◆ **DATA ENTRIES**
--- Begin ---
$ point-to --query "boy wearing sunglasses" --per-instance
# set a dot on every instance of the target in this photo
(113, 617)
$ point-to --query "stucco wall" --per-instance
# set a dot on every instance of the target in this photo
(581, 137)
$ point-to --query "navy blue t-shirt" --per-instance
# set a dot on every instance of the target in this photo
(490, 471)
--- End ---
◆ **WHAT YOU NEED TO DO**
Quote every entry exactly.

◆ **RESULT OF THE TASK**
$ point-to --query "boy wearing sunglasses" --per-instance
# set a dot on every instance of the target in this photo
(113, 617)
$ point-to --query "stucco wall" --per-instance
# set a dot on every instance of the target in this photo
(581, 137)
$ point-to --query "navy blue t-shirt" --per-instance
# set a dot on every instance of the target in this photo
(490, 471)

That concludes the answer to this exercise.